# [Task list]
[a] Answer these questions from the forum thread about the Clausing 5914 motor:
(i) How many amps per horsepower at 240 volts does mzayd3 suggest for a three-phase motor?
(ii) What full load amperage does Ulma Doctor give for single phase at 115v?
(iii) What horsepower of VFD does HighWall plan to buy?
[b] Using the forum thread about the Clausing 5914 motor, decide whether each statement agrees with it. Give yes or no and quote the words that decide it.
(i) HighWall can see the motor plate without taking the machine apart.
(ii) The Teco FM50-203-C costs about $100 less than the Teco CV-2003-H1.
(iii) Ulma Doctor lists 7.5A for three phase at 230v.
[c] Pick up the forum thread about the Clausing 5914 motor where it stops, and write the next part.

# 5914 2hp Fla? Which Vfd?



## HighWall (Oct 14, 2016)

Anybody know what the full load amperage is on the 2hp motor original to the Clausing 5914?  The plate on mine isn't visible without disassembling the machine somewhat and I've been working on a VFD order.  The sellers were asking what the FLA was and now I'm curious.


----------



## mzayd3 (Oct 14, 2016)

What voltage? Single or three phase?


Sent from my iPhone using Tapatalk


----------



## CluelessNewB (Oct 14, 2016)

I'm not sure it would be safe to assume that all 5914's came with the same 3 phase motor.  When you do actually set up the VFD you will need the actual FLA that is on the motor anyway. Would an inspection mirror help? Cell phone picture?


----------



## mzayd3 (Oct 15, 2016)

If it's three phase, figure 2.4 amps per horsepower at 240 volt.


Sent from my iPad using Tapatalk


----------



## Ulma Doctor (Oct 15, 2016)

FLA is Full Load Amperage
single phase:
12A @230v
13.2A @ 208v
24a @115v

3 phase:
7.5A @208V
6.8A @ 230v
3.4A @ 460v


----------



## HighWall (Oct 16, 2016)

I was talking to my electrician and we figured it was 6.8amps at 230v 3 phase, so I think I'll get a 3 horsepower VFD just to be safe.  Thanks for the input.

I am also trying to figure out whether I want to get one of the VFDs that feature Sensorless Vector Control, like the Teco CV-2003-H1 or stick with the Teco FM50-203-C, which is about $100 less.

Records from a data collection

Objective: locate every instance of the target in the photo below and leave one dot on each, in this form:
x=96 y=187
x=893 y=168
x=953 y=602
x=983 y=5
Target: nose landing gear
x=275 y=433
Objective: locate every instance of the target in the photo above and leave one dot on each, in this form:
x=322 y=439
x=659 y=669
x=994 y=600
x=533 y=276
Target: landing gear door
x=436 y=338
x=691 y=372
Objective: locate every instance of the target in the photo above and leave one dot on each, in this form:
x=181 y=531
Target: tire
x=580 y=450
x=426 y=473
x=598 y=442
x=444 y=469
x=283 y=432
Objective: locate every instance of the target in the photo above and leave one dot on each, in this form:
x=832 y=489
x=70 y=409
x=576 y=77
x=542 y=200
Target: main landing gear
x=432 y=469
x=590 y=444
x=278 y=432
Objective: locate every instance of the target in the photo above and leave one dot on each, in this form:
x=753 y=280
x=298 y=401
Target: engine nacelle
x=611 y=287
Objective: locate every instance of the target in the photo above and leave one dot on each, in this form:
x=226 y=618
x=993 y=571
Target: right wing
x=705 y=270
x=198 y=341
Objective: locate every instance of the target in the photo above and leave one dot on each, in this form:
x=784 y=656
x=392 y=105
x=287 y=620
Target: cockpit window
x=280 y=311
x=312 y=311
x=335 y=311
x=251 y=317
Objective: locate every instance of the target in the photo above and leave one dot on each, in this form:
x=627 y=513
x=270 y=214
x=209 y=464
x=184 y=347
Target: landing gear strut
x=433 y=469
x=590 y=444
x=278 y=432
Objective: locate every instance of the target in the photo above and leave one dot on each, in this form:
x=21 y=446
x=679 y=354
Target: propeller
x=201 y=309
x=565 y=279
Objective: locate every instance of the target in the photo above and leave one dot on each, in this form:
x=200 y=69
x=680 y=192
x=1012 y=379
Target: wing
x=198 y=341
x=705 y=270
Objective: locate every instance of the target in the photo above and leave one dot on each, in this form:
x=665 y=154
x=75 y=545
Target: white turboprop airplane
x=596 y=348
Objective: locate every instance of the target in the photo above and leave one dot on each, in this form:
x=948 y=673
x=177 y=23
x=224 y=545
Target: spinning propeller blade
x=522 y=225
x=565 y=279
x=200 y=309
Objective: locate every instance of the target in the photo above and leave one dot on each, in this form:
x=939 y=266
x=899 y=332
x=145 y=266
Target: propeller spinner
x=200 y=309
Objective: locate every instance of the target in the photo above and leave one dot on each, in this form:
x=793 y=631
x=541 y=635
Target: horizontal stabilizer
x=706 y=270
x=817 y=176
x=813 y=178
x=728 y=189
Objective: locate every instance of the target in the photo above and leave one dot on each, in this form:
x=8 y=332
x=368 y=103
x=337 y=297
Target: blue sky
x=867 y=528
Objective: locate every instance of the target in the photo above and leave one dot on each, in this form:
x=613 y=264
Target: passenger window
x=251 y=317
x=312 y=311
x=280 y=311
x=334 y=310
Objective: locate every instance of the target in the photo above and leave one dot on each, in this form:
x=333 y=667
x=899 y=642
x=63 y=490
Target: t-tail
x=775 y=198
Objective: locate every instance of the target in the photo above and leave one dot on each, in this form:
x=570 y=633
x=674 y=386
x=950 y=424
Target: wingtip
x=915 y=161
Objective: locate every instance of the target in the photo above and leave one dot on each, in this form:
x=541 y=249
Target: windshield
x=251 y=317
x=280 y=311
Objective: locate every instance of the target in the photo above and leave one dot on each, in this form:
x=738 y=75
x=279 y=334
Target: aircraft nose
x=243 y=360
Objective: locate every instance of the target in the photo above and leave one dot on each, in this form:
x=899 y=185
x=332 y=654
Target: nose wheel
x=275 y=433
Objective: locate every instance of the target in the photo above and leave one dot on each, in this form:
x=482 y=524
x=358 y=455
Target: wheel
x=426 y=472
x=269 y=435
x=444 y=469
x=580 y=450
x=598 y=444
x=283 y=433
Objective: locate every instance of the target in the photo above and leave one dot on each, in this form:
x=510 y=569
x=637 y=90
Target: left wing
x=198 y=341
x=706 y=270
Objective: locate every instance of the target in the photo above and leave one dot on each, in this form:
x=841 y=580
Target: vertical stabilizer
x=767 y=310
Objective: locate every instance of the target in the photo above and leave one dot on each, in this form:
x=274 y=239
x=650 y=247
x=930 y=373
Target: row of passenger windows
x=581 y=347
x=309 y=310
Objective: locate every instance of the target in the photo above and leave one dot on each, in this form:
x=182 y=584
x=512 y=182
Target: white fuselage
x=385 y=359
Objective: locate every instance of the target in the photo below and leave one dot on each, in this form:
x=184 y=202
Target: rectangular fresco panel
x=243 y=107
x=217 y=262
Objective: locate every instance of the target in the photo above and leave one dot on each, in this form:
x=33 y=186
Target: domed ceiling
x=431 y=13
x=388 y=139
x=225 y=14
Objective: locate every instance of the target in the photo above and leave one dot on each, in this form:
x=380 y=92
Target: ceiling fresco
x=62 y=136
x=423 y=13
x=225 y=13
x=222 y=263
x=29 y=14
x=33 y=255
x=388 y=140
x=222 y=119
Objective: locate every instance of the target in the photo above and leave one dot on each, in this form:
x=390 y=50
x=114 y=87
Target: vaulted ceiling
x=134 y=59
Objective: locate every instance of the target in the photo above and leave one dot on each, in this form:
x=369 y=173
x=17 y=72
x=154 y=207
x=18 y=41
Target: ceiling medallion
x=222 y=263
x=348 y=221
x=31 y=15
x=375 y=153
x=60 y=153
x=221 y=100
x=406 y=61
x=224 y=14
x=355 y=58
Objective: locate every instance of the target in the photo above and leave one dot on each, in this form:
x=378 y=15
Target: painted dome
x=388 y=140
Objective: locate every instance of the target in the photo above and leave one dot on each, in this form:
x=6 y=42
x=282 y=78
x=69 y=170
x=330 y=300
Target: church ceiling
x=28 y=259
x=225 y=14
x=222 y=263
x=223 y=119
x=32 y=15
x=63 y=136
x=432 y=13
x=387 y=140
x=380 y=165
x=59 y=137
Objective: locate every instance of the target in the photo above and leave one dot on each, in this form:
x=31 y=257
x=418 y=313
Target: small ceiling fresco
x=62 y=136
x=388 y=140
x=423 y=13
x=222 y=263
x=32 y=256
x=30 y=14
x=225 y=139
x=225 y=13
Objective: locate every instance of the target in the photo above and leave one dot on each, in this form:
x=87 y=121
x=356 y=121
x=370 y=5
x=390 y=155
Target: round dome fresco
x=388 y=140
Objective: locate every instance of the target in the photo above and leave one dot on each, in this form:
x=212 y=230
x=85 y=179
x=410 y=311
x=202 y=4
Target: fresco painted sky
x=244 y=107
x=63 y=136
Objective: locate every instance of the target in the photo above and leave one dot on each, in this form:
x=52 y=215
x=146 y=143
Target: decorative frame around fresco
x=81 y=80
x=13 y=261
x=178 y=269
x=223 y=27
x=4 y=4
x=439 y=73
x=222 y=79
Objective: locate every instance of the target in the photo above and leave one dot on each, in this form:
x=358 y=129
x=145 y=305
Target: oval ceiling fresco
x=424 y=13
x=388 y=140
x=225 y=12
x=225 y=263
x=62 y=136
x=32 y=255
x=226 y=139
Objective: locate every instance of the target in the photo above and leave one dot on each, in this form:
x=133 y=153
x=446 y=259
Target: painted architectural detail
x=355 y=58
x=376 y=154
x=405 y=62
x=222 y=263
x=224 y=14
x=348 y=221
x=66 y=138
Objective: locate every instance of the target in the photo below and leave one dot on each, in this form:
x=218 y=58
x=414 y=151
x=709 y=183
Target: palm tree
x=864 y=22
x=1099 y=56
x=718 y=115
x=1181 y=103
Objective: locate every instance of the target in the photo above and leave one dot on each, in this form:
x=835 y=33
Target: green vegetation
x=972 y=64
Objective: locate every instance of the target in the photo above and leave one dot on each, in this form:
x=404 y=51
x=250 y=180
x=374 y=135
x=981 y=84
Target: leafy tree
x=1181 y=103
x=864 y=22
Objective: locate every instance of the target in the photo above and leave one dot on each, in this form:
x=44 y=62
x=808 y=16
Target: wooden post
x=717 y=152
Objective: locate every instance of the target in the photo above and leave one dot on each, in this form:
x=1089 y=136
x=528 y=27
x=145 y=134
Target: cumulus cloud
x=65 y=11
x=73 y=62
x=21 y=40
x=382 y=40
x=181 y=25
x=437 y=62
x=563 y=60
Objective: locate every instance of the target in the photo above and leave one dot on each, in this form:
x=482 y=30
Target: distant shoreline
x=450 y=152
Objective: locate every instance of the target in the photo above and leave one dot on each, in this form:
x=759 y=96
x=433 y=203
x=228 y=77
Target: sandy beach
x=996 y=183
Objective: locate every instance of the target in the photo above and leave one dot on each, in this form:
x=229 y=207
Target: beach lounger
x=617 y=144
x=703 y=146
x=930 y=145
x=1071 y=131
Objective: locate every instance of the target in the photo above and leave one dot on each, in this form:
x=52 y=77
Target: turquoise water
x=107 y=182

# [Outputs for the tasks]
[a]
(i) 2.4 amps per horsepower.
(ii) 24a.
(iii) A 3 horsepower VFD.

[b]
(i) No: "The plate on mine isn't visible without disassembling the machine somewhat"
(ii) Yes: "or stick with the Teco FM50-203-C, which is about $100 less."
(iii) No: "6.8A @ 230v"

[c]
Do the Sensorless Vector VFDs benefit those trying to use older motors like mine?  It was made by Reuland Electric Co. of Industry California, BTW.  I expect to just run the VFD at 60 hz while the motor and Reeves Drive holds up, but may eventually go direct belt drive and use the VFD for speed control if it seems less problematic down the line.  Since I will be paying an electrician to help me, I'd like to cry once and get something that'll serve well into the future.

I took another swing at it with the cellphone camera and managed to get a legible image of the ID plate.  It says the motor uses 6.2 amps at 220 volts 3 phase but no mention of Full Load.


----------



## JimDawson (Oct 16, 2016)

If you are planning on going to direct drive in the future, then the sensorless vector drive would be worth the extra money.  The torque range is much wider on the sensorless vector.

6.2 amps is the full rated load.  That would indicate a 2HP motor.
.
.


----------



## CluelessNewB (Oct 16, 2016)

The CV series will also give you more options for control as well as what Jim says.  The 2hp CV-2002-H1 is rated at 7.5 amps which should work just fine and you save about $50.

Personally I would go for the sensorless vector drive.   I have a Teco N3 (basically the same as the CV7300) on my Logan Lathe.   I also have a CV7300 on my wood jointer.  an FM-50 on my wood shaper and a  Huanyang on my belt sander.  I not a fan of the Huanyang, the FM50 is fine if you plan to run at full speed all the time but it will not accept a standard 3 wire control without external relays.


----------



## HighWall (Oct 17, 2016)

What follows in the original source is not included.